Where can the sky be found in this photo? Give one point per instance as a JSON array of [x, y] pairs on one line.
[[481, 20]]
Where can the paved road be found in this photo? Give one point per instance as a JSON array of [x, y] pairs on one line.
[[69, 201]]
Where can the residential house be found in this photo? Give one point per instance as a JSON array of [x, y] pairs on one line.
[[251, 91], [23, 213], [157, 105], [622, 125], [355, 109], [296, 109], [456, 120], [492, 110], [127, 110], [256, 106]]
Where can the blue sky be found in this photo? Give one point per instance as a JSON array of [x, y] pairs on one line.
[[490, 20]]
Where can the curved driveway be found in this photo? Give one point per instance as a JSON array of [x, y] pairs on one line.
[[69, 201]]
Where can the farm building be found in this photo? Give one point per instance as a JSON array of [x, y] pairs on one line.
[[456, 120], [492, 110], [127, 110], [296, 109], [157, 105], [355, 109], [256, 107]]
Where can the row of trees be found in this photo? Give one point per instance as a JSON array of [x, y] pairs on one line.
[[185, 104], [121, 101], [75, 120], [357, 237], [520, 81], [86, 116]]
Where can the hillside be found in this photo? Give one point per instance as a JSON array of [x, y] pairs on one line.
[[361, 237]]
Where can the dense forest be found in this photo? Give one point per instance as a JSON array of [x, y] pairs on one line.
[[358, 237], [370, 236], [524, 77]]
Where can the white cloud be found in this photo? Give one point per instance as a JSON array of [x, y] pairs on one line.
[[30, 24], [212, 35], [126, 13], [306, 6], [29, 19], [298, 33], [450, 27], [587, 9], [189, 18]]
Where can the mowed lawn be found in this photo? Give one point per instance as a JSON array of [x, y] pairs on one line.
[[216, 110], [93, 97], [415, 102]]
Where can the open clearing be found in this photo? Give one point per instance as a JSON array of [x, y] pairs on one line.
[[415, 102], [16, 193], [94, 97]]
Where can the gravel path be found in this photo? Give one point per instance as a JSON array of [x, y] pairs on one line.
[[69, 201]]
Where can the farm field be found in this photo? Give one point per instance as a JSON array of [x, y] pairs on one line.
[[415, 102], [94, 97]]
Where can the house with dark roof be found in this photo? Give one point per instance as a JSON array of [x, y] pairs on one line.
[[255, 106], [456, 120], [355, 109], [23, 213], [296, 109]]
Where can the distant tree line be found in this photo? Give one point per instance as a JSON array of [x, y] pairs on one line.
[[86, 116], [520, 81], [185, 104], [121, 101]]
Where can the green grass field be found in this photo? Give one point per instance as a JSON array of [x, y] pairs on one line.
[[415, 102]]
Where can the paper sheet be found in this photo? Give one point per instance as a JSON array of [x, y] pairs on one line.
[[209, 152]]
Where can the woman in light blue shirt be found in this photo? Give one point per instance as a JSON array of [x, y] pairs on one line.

• • •

▸ **What this task involves**:
Quote the whole listing above, leaving nothing out.

▸ **Reply to the task**:
Where can the sky be found in this photo? Give one point per instance as a JSON array of [x, y] pairs on one line.
[[481, 20]]
Where can the paved road be found in this photo? Give one point per instance as a JSON array of [x, y] pairs on one line.
[[69, 201]]
Where can the residential house be found in this photo? Give one point per instance as a JSON array of [x, y] pairs on one line.
[[251, 91], [23, 213], [157, 105], [622, 125], [355, 109], [296, 109], [456, 120], [492, 110], [127, 110], [256, 106]]
Where can the blue sky be found in this photo? Give one point per instance as a JSON array of [x, y] pairs on one line.
[[490, 20]]
Where can the curved driveway be found in this photo? Give one point per instance as a JSON array of [x, y] pairs on one line.
[[69, 201]]
Where can the farm building be found in this photo? Give one point per instance as a JSON array of [x, y] pairs on one line.
[[456, 120], [492, 110], [127, 110], [296, 109], [157, 105], [355, 109], [256, 107]]
Where can the row of trees be found in this photo? Give one point per instance as a JSON array of [x, y] pairs on one line.
[[185, 104], [121, 101], [75, 120], [357, 237], [520, 81], [86, 116]]
Where can the hillside be found in this photo? Give one point per instance as a JSON array of [x, y] pairs on one line.
[[361, 237]]
Where can the dense forest be found in this photo? Give one point per instance as a JSON array of [x, y] pairs on one line.
[[358, 237], [370, 236], [524, 77]]
Where can the white cloud be found in this photo? Give one point per instance as a JSON array of [x, y] pairs on one line.
[[30, 24], [212, 35], [126, 13], [306, 6], [29, 19], [298, 33], [450, 27], [587, 9], [189, 18]]
Where can the mowed lawn be found in this photo? Give one point per instance as a JSON array of [x, y] pairs on one line.
[[216, 110], [93, 97], [415, 102]]
Where can the open clearing be found in this photo? Give one point per instance as a JSON array of [x, y] pairs on one line.
[[415, 102], [16, 193], [94, 97]]
Where can the gravel path be found in this photo? Give one point per instance as a JSON array of [x, y] pairs on one line.
[[69, 201]]
Where can the farm field be found in this photo? Give one point per instance as a JSON array of [x, y] pairs on one line.
[[415, 102], [94, 97]]
Where can the house with dark roof be found in this photo? Give one point per instance as a JSON array of [x, y] pairs on one line.
[[255, 106], [456, 120], [355, 109], [23, 213], [296, 109]]
Where can the distant tree line be found in this photo? Give one point per instance as a JSON array of [x, y] pairs on one line.
[[86, 116], [520, 81], [185, 104], [121, 101]]
Where can the green grass field be found in this photo? Give one point per instance as a JSON array of [x, y] pairs on one line.
[[415, 102]]
Where can the paper sheet be found in this photo? Give one point per instance as a JSON array of [x, y] pairs on one line.
[[209, 152]]
Where can the woman in light blue shirt be found in this photo? Give one point per instance as a JSON array of [x, y] pairs on one line.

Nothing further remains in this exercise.